_The task_: Copy every line of the listing exactly.

(Data items)
━━━━━━
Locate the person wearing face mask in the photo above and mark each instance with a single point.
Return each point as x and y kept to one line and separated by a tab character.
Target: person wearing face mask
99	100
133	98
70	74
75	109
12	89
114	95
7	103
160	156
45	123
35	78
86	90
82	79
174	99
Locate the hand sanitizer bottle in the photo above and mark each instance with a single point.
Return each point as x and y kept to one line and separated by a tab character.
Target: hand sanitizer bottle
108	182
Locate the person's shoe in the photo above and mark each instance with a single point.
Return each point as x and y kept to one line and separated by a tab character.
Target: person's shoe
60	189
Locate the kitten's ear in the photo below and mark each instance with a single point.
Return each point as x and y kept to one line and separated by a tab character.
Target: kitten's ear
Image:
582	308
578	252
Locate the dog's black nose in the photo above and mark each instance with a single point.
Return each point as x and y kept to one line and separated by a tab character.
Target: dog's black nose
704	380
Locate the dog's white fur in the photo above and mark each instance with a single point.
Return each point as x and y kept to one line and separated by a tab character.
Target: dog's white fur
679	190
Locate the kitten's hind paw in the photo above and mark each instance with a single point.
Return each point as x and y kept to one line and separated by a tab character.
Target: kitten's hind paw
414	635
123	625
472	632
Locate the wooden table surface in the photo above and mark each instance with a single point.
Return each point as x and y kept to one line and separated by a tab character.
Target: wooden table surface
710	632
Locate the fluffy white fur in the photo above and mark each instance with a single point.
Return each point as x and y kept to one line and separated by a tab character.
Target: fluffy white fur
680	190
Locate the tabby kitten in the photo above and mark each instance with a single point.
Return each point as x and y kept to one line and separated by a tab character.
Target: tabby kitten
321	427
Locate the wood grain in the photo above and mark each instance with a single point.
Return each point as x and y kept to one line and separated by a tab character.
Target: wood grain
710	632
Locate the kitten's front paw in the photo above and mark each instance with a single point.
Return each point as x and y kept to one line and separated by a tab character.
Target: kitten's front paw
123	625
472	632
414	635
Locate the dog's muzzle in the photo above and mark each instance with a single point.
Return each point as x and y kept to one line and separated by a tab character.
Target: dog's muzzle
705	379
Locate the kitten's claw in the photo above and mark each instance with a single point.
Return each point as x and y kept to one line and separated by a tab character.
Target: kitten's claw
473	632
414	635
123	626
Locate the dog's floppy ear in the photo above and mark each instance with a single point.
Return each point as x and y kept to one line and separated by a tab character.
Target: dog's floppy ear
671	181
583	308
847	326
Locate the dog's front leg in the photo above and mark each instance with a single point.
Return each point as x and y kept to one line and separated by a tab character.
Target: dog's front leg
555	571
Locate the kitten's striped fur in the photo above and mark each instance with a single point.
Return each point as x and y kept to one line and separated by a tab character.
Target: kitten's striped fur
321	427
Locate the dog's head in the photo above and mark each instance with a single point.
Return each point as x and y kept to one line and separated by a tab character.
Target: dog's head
━━━━━━
_Task result_:
Locate the person wearing face mask in the photo above and mark each instance with a single point.
Return each point as x and y kept to one line and separated by a tab character.
Target: person wearing face mask
99	100
133	98
70	74
75	109
12	89
114	95
7	103
160	156
45	123
35	78
86	90
82	79
174	99
Locate the hand sanitizer bottle in the photo above and mark each instance with a single point.
Return each point as x and y kept to one line and separated by a tab character.
Target: hand sanitizer bottle
108	182
Locate the person's shoe in the photo above and mark each instance with a single point.
Return each point as x and y kept to one line and separated by a tab character.
Target: person's shoe
60	189
Locate the kitten's ear in the photo below and mark each instance with a single point.
Return each point as x and y kept to one line and separated by a tab character.
Target: kitten's ear
Image:
582	308
578	252
Locate the dog's black nose in the photo above and mark each instance with a single point.
Return each point as x and y kept to one line and separated by a tab character.
Target: dog's black nose
704	380
Locate the dog's white fur in the photo above and mark each instance with a single point.
Return each point as x and y kept to one line and separated by a tab character.
Target: dog's white fur
679	190
Locate the kitten's hind paw in the photo above and mark each instance with a single point.
Return each point as x and y kept to one line and separated by a tab character.
Target: kitten's hind paw
414	635
123	625
472	632
Locate the wooden table surface in the photo above and mark each instance with a single point.
Return each point as x and y kept to one line and separated by a tab character.
Target: wooden table surface
710	632
Locate the fluffy white fur in the photo above and mark each instance with a single point.
Return each point as x and y kept to one line and separated by a tab character.
Target: fluffy white fur
680	190
Locate the tabby kitten in the photo above and mark each instance with a single point.
Return each point as x and y kept to one line and separated by a tab character.
Target: tabby kitten
321	427
Locate the wood grain in the photo above and mark each instance with a single point.
Return each point as x and y kept to one line and separated by a tab character.
Target: wood grain
710	632
Locate the kitten's front paw in the photo above and mark each instance with a single point.
Return each point as x and y kept to one line and separated by a tab character.
Target: kitten's front paw
123	625
472	632
414	635
Locate the dog's muzzle in the photo above and mark each instance with a single point.
Return each point as x and y kept to one line and separated by a tab character.
Target: dog's muzzle
705	379
Locate the kitten's claw in the photo above and mark each instance with a single point.
Return each point as x and y kept to one line and separated by a tab character.
Target: kitten's claw
473	632
414	635
123	626
Locate the dog's floppy ear in the photo above and mark each instance with a single point.
Return each point as x and y kept to one line and separated by a tab character.
Target: dog's floppy ear
671	181
583	308
847	326
Locate the dog's front leg in the photo above and mark each instance with a single point.
Return each point as x and y kept to one line and separated by a tab character.
Target: dog's front leg
555	571
Locate the kitten's striped fur in the photo above and mark each instance with a single point.
Return each point as x and y kept to one line and separated by a tab character.
Target: kitten's striped fur
321	427
Locate the dog's head in the photo above and mark each instance with a single point.
Return each point as x and y kept to one line and separated by a tab character.
Target: dog's head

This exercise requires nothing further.